** START Records for this task **

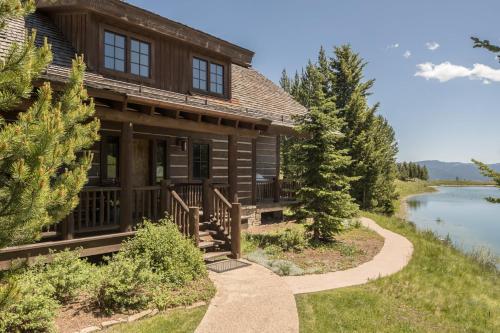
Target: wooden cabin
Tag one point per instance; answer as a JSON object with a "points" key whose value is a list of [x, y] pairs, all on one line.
{"points": [[188, 127]]}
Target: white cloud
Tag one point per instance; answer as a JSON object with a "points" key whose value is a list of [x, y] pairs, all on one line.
{"points": [[432, 46], [447, 71]]}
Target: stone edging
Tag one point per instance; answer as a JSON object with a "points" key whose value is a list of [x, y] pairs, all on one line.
{"points": [[137, 316]]}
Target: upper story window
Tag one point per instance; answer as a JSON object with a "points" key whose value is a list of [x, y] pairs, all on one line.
{"points": [[201, 160], [217, 78], [114, 51], [139, 58], [208, 76], [199, 74]]}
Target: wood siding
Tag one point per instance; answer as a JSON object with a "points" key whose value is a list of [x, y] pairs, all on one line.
{"points": [[267, 158], [171, 63]]}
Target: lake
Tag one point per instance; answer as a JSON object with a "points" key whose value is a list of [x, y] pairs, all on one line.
{"points": [[460, 212]]}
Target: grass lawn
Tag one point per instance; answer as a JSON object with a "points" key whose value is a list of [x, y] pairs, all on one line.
{"points": [[441, 290], [175, 321]]}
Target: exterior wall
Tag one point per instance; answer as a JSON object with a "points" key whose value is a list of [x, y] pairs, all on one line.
{"points": [[171, 62], [267, 157]]}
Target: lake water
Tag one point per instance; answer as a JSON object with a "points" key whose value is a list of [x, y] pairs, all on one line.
{"points": [[460, 212]]}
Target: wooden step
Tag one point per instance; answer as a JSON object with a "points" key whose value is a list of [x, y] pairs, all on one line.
{"points": [[213, 243], [214, 255], [208, 233]]}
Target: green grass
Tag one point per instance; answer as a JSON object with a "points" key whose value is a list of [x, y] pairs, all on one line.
{"points": [[441, 290], [448, 182], [175, 321]]}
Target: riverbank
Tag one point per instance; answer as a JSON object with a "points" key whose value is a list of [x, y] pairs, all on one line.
{"points": [[441, 290]]}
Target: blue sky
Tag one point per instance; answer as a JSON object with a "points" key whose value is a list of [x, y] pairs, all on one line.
{"points": [[450, 112]]}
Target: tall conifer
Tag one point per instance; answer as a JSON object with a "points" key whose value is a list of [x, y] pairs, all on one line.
{"points": [[42, 167]]}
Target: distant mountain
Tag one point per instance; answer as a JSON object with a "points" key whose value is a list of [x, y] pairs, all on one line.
{"points": [[452, 170]]}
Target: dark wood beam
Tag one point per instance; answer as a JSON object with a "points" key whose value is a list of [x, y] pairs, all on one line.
{"points": [[166, 122]]}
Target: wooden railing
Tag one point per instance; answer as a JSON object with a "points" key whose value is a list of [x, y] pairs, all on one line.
{"points": [[289, 189], [227, 216], [191, 194], [98, 210], [147, 204], [265, 190]]}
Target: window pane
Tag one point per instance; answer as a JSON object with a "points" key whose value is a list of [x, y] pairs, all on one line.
{"points": [[120, 54], [144, 60], [109, 63], [134, 69], [109, 38], [145, 71], [145, 48], [134, 57], [134, 46], [120, 41], [120, 65], [109, 51]]}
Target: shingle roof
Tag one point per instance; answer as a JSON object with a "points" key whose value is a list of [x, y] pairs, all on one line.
{"points": [[253, 95]]}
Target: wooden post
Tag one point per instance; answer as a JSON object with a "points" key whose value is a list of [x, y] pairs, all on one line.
{"points": [[194, 224], [233, 167], [165, 197], [254, 171], [236, 230], [207, 200], [127, 192], [277, 187], [68, 227]]}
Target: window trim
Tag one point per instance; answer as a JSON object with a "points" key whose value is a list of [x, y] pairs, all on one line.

** END Records for this task **

◆ **Short exercise**
Starting at the line with "Target: blue sky", copy every line up to and including the last one in the entries above.

◆ **Full output**
Target: blue sky
Tag one point per instance; answer as a JSON object with a "points" key whose value is a list of [x, y] pairs, all on one line.
{"points": [[450, 112]]}
Target: tall conifer
Tag one point per instance; answer as a JSON object with a "points" key whose value is a list of [x, y] pairs, all on one line.
{"points": [[42, 167]]}
Target: distant mountain
Tag one point per instance; answer as a JSON object with a "points" key whose value is a list of [x, y] pairs, all on one line.
{"points": [[452, 170]]}
Target: dark wood beam
Tag one point per instance; answer as a JSON object with a "points" key whose value is a list of [x, y] pairs, all on one line.
{"points": [[166, 122]]}
Target: wooden railing
Tag one point per instance; answer as a JSON object with a "points" key whose value is a list of [x, y] pairs, all on one line.
{"points": [[289, 189], [227, 216], [191, 194], [98, 210], [147, 204], [265, 190]]}
Target: window pane
Tag one point per instance; answer as a JSON object with a "points" key whose value is a list of [x, y] pairs, all on one line.
{"points": [[120, 54], [144, 60], [109, 63], [134, 69], [109, 38], [145, 71], [145, 48], [134, 57], [134, 46], [120, 41], [120, 65], [109, 51]]}
Target: shingle roof
Tag one point per instance; answer as a JSON object with a "points" key whose value is a list of [x, y] pairs, all on one line.
{"points": [[253, 95]]}
Target: wooden post
Tag one point per instance; answer as a JSON object with a "points" key whose value is a list of [x, y] pairs, all on one line.
{"points": [[194, 224], [233, 167], [165, 197], [254, 171], [236, 230], [207, 200], [127, 192], [277, 187], [68, 227]]}
Target: window trim
Tag one point per instance; answer as a JSON object with a "points" key whose value is a list of [x, y] pairs, all on one line.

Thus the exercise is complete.